## Action item
Copy every record below exactly, leaving out any pictures.

[Saved entries]
# # # #

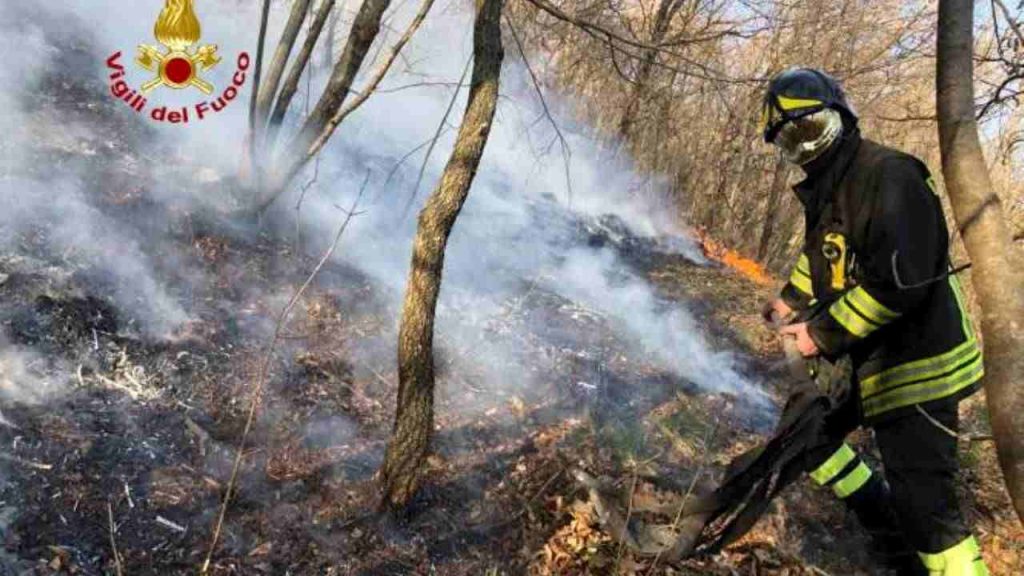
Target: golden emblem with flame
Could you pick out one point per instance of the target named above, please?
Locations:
(178, 30)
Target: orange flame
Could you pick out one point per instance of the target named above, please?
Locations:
(177, 28)
(745, 266)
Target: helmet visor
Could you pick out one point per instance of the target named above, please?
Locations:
(804, 138)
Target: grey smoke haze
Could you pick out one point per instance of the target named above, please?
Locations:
(514, 230)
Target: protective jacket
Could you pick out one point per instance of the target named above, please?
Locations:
(875, 261)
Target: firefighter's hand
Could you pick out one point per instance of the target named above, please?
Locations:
(775, 311)
(805, 344)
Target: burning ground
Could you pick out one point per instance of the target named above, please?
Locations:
(134, 314)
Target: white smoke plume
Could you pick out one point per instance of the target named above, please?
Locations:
(518, 229)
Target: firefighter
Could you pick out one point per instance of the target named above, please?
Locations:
(872, 284)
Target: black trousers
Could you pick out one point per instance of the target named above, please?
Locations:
(921, 465)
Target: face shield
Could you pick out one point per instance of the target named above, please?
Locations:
(806, 137)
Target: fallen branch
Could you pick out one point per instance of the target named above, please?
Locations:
(264, 368)
(29, 463)
(114, 544)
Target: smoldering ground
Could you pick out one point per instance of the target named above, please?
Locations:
(545, 301)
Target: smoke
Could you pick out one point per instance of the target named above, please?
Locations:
(520, 229)
(26, 377)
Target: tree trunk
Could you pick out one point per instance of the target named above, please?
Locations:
(414, 419)
(771, 210)
(268, 88)
(365, 30)
(641, 86)
(986, 235)
(291, 85)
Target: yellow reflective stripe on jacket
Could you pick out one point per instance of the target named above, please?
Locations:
(835, 464)
(853, 481)
(801, 276)
(795, 104)
(927, 391)
(958, 294)
(851, 319)
(962, 560)
(924, 369)
(871, 309)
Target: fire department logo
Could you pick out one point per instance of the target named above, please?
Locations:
(178, 65)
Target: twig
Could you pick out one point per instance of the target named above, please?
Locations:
(172, 525)
(264, 368)
(689, 490)
(29, 463)
(566, 151)
(433, 141)
(114, 543)
(629, 515)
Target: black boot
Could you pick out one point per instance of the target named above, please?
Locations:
(875, 511)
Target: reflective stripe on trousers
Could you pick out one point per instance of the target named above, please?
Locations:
(962, 560)
(844, 470)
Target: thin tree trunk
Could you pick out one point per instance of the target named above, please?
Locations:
(771, 210)
(414, 419)
(365, 30)
(979, 215)
(641, 86)
(268, 89)
(253, 162)
(291, 84)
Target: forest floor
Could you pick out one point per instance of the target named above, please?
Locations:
(124, 470)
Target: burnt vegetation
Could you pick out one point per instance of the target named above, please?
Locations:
(130, 391)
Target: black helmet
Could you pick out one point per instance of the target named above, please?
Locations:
(798, 92)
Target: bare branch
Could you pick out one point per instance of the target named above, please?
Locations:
(263, 371)
(566, 151)
(268, 90)
(433, 141)
(291, 85)
(365, 94)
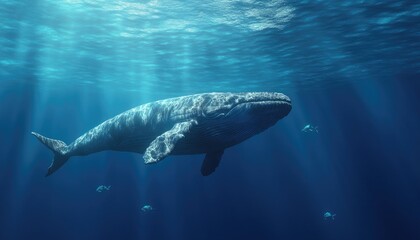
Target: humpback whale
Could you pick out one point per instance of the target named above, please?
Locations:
(204, 123)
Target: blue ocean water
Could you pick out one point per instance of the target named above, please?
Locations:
(351, 68)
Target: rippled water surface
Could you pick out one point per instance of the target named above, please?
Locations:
(350, 68)
(200, 46)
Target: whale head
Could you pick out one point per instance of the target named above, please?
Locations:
(250, 105)
(242, 115)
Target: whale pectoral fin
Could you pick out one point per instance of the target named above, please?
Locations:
(163, 145)
(211, 161)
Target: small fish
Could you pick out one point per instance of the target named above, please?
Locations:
(328, 215)
(310, 128)
(147, 208)
(103, 188)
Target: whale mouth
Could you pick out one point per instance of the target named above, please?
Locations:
(262, 107)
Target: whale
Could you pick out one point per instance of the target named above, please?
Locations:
(206, 123)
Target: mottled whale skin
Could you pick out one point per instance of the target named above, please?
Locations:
(202, 123)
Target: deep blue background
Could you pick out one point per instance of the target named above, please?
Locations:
(350, 68)
(363, 165)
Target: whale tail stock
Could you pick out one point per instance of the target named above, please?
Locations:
(60, 150)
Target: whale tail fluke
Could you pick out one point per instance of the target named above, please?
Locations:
(60, 150)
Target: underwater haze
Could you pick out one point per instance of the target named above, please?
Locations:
(343, 164)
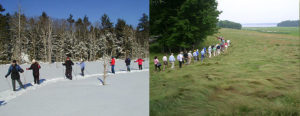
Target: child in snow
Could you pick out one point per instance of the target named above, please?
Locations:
(140, 63)
(112, 64)
(35, 67)
(165, 61)
(14, 70)
(127, 62)
(68, 63)
(82, 66)
(172, 60)
(156, 63)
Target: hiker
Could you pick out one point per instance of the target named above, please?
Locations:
(185, 55)
(180, 59)
(209, 51)
(13, 71)
(226, 46)
(218, 49)
(112, 64)
(68, 63)
(202, 55)
(35, 67)
(140, 63)
(214, 50)
(228, 41)
(127, 62)
(195, 56)
(165, 61)
(82, 66)
(190, 56)
(156, 63)
(172, 60)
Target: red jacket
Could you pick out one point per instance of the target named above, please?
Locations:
(140, 61)
(113, 61)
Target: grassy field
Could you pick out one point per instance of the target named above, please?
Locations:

# # # #

## Result of the task
Target: golden emblem with flame
Could you pick out one point per instance of the target named above, please?
Locations:
(178, 30)
Target: orange flame
Could you pick out one point per instance of the target named above, please?
Locations:
(177, 28)
(745, 266)
Target: helmet visor
Could you pick out one point per instance of the target named above, please?
Locations:
(804, 138)
Target: grey smoke haze
Could you pick out one point per instance of the target named above, please?
Locations:
(514, 230)
Target: protective jacket
Could you pick out one point per instance of the target named above, please?
Locations:
(875, 261)
Target: firefighter's hand
Could you pick out one point per instance of the target named above, please?
Locations:
(775, 311)
(805, 344)
Target: burning ground
Could you pick out one point per instance of the target named above, please?
Locations:
(134, 314)
Target: white smoke plume
Could you pick out one point per instance of the target named above, please?
Locations:
(518, 229)
Target: firefighter
Could you pick out one point per instance of the target named above, please?
Locations:
(872, 284)
Target: black trousers
Could you pick out one point per instance of the target named above, please?
Locations:
(921, 465)
Target: face shield
Could you pick out one point per instance of the target named above, please?
Locations:
(806, 137)
Target: fallen branch
Could you pick out one point per instance of the target named above, please?
Locations:
(264, 368)
(29, 463)
(114, 544)
Target: smoldering ground
Could you pick out one point per instance of the target named above, please?
Locations:
(545, 301)
Target: smoke
Could you pick out one point per instance of the target named above, please?
Locations:
(520, 229)
(26, 377)
Target: tree trunk
Could you pick out one point per instance of the target named above, please?
Locations:
(414, 419)
(771, 210)
(268, 88)
(365, 30)
(641, 86)
(986, 235)
(291, 85)
Target: yellow reflective stripe on jacket
Could you pick out one point per instance of the target named above, please?
Locations:
(835, 464)
(853, 481)
(801, 276)
(795, 104)
(927, 391)
(958, 294)
(851, 319)
(962, 560)
(924, 369)
(871, 309)
Target: fire department logo
Could you pick out one point per instance of the target named above, please?
Locations:
(178, 65)
Target: twig
Could you pick out one point per instance of the target named above, please?
Locations:
(172, 525)
(264, 368)
(689, 490)
(29, 463)
(566, 151)
(433, 141)
(114, 543)
(629, 515)
Target: black boot
Could you pick out one point per instance of the target named above, please?
Locations:
(875, 511)
Target: reflective stripe on trousers
Could you pick out one point per instance of the target named above, please?
Locations:
(962, 560)
(844, 470)
Target: thin tree trunk
Could you pick out one point per instance of the target named above, please?
Locations:
(771, 210)
(414, 419)
(365, 30)
(979, 215)
(641, 86)
(268, 89)
(253, 162)
(291, 84)
Target: forest floor
Could you pick out one point per instance of the target named above, please?
Locations:
(124, 470)
Target: burnt vegetation
Could you pick out one point per instance of the target named above, please?
Locations:
(130, 391)
Target: black helmet
Could you pick out one point per instance of the target named above, please?
Locations:
(798, 92)
Target: bare branch
Could you pick out one point per instance of the target named above, please?
Locations:
(263, 371)
(566, 151)
(268, 90)
(433, 141)
(291, 85)
(365, 94)
Target: humpback whale
Could you pick out one point per instance of the target named above, please?
Locations:
(204, 123)
Target: blue ocean water
Could you pick out one point per instance of the target named above, please?
Locations:
(351, 68)
Target: rippled water surface
Could you pick out one point per instance of the target named above, please?
Locations:
(350, 68)
(200, 46)
Target: whale head
Could you pick out one point per instance of the target named above, please?
Locations:
(250, 105)
(242, 115)
Target: whale pectoral fin
Could you pick out one point per instance of the target named above, please?
Locations:
(163, 145)
(211, 161)
Target: small fish
Could you pick out one point per instance of the target named above, please?
Locations:
(328, 215)
(310, 128)
(147, 208)
(103, 188)
Target: whale mouth
Could you pick out one point per instance of the target named above, please?
Locations:
(262, 107)
Target: whale
Could you pick out one point per instance of the target named above, please?
Locations:
(206, 123)
Target: mottled whale skin
Could you pick out one point per instance of the target named above, please?
Locations:
(202, 123)
Target: deep blue background
Could you pick out one point per instance of the target named above, please?
Locations:
(350, 68)
(363, 165)
Target: whale tail stock
Could you pick out one point per instance of the target named above, please?
Locations:
(60, 150)
Target: whale tail fluke
Could you pick out one point per instance of the target named above, please?
Locations:
(60, 150)
Target: underwater haze
Could you pick out one point per instance of the target named above, please?
Locations:
(343, 164)
Target: child in snow
Could you pick out one point per instance of the target named above, please?
Locations:
(140, 63)
(112, 64)
(35, 67)
(165, 61)
(14, 70)
(127, 62)
(68, 63)
(82, 66)
(172, 60)
(156, 63)
Target: hiker
Could you pick out one point per instance of the target named above, please?
Locations:
(185, 55)
(180, 59)
(209, 51)
(13, 71)
(226, 46)
(218, 49)
(112, 64)
(68, 63)
(202, 55)
(35, 67)
(140, 63)
(214, 50)
(228, 41)
(127, 62)
(195, 56)
(165, 61)
(82, 66)
(190, 56)
(156, 63)
(172, 60)
Target: red jacket
Could you pick out one point per instance of the target named above, please?
Locations:
(140, 61)
(113, 61)
Target: grassy field
Could you pick out one point per instance of the target named above, please?
Locations:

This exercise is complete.